─── Study text ───

Orchestrating Coding Agents with Issue as Code
An experiment to use git-issue to spawn coding agents such as Gemini CLI in separate worktree.
I am a big fan of the everything-as-code movement (if that’s a thing). I have researched the topic of issue-as-code since CLI coding agents started to appear. Today, I built a full prototype of what such a system would look like. I think there is great potential in technology advancement in this direction.
My pain started with the need to retype prompts to AI agents. It happened to be Gemini CLI.
Copying and pasting results in taking some of the decorative glyphs. The Gemini /clear command seems to remove the chat history.
I didn’t like the solutions described in 5556, so I decided to revisit issue-as-code.
The idea is to have the ticket or task written in a low-friction tool (not web-based ones) and allow the AI to quickly
grab it. If one AI is not doing a good job, I can simply assign another. I have picked git-issue as my tool for
issue-as-code. Then wrote a task for Gemini to work on using the command git issue new. To spice things up, I have
assigned the issue to Gemini with git issue assign e18ac2c gemini; note that this doesn’t have any effect right now.

───

[Things to do]:
[1] In the issue-as-code post, which tool was picked for issue-as-code?
[2] Extend the issue-as-code post, picking up after its final sentence.

─── Dataset records ───

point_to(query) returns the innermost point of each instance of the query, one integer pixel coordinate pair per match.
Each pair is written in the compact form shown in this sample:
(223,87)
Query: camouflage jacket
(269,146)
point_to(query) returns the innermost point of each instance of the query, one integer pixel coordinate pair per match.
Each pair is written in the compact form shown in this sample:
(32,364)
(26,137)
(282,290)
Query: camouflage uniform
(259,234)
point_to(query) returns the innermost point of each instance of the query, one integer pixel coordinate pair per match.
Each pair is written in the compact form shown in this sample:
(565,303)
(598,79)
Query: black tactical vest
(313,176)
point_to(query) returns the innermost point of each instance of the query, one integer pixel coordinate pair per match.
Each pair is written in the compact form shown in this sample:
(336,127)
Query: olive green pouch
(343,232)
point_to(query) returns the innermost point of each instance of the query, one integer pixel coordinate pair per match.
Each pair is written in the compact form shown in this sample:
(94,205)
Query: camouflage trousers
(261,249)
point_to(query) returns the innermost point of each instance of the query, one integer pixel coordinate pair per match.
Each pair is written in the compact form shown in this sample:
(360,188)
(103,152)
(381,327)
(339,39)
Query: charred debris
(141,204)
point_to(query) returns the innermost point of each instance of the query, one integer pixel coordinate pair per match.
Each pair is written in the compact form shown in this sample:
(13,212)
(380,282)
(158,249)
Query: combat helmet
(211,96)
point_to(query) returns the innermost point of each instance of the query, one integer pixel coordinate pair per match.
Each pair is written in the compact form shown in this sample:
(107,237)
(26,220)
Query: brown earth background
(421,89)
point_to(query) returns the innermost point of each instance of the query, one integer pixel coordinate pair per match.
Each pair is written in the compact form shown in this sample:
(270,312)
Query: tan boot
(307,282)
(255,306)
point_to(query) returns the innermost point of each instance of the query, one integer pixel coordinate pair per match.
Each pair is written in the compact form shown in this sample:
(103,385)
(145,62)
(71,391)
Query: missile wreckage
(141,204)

───

[Expected responses]:
[1] git-issue

[2]
Then I have created a custom Gemini command to pull tasks from the issue-as-code system. The idea is to query for issues
assigned to Gemini and grab the latest one and work on it. The custom Gemini command looks like this:
description="Pull Latest Issue"
prompt = """
!{git --no-pager issue list -l "%i %A" | grep gemini | awk '{print $1}' | xargs git --no-pager issue show}
"""
Eliminate the Need for Command
I wasn’t quite satisfied with this, so I have started adding more tools. I wanted Gemini to start a new Git worktree, and
immediately work on the task in a tmux session such that I can peep into it. Once it finishes, it should announce it
through OS notification and by voice.
Because git-issue is a Git repository, I have leveraged post-commit to notify Gemini. A push approach compared to the
command approach. It worked, but then the post-commit will just run in the foreground until Gemini finishes, which is not
satisfying. Luckily Gemini has a -i that runs it in interactive mode, and I have made Gemini run in a separate tmux
session.
After a few vibe coding iterations (you seriously don’t expect me to code this myself), it worked!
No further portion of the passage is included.